Your task is to repeat exactly the lines below between the line holding "# a single point is shaped like point(342, 568)" and the line holding "# a single point is shaped like point(162, 627)", inclusive, and only those.
===== PROVIDED DATA =====
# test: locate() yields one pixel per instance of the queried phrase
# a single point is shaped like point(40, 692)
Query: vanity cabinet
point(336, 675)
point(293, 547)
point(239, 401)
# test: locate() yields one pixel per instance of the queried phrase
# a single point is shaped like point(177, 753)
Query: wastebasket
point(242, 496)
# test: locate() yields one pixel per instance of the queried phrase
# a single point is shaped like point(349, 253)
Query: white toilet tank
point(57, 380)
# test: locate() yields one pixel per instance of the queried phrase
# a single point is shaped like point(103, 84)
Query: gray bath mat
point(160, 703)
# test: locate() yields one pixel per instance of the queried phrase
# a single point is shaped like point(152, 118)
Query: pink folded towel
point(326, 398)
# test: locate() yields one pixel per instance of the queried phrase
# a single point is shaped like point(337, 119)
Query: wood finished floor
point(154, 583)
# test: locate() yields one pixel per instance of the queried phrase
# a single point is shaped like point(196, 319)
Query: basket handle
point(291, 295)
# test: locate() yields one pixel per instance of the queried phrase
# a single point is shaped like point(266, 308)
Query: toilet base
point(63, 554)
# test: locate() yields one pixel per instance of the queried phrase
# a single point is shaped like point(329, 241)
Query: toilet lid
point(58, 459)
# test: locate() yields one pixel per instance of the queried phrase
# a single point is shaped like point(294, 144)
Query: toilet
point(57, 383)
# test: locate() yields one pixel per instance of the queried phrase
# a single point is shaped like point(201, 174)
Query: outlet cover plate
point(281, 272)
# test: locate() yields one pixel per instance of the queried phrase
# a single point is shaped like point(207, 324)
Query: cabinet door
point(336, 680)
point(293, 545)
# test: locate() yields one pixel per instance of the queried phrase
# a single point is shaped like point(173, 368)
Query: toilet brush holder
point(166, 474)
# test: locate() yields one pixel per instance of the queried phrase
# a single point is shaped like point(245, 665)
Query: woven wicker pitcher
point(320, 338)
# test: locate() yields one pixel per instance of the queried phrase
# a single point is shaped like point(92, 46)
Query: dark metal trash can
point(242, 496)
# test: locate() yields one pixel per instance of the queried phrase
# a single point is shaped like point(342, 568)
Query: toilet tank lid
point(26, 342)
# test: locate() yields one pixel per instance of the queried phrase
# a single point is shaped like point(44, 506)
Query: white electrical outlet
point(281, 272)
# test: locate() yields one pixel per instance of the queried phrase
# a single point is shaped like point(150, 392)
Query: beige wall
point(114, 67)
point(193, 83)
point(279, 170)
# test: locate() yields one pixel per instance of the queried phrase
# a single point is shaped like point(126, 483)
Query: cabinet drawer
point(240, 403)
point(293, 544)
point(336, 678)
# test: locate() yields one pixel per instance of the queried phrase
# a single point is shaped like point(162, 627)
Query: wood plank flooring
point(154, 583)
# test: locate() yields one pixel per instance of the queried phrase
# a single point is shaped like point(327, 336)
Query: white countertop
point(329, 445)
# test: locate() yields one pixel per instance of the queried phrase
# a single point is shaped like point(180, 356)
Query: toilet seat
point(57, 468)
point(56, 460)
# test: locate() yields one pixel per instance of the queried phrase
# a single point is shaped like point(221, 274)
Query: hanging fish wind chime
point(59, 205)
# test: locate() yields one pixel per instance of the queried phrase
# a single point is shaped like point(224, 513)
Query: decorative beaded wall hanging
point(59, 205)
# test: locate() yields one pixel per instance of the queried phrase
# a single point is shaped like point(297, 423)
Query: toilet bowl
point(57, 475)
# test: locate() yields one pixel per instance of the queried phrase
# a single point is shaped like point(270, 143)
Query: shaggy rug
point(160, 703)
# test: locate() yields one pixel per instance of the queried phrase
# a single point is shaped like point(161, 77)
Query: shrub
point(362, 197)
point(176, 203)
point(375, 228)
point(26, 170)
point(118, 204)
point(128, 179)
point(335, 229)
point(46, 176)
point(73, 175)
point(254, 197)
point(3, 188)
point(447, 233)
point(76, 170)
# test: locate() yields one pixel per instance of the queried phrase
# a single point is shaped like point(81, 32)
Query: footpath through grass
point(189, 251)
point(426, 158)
=====
> _EXERCISE RESULT_
# a single point is shaped like point(342, 568)
Query: toilet tank lid
point(26, 342)
# test: locate() yields one pixel per instance of the queried phrase
# a single point is shaped like point(44, 506)
Query: white electrical outlet
point(281, 272)
# test: locate() yields one pixel per instance of the queried phrase
# a single point is shaped like point(150, 392)
Query: beige wall
point(114, 67)
point(193, 83)
point(279, 170)
# test: locate() yields one pixel per instance of the queried phrase
# a single point is shaped like point(126, 483)
Query: cabinet drawer
point(240, 403)
point(293, 544)
point(336, 678)
# test: locate() yields one pixel per instance of the queried phrase
# a single point is shaped like point(162, 627)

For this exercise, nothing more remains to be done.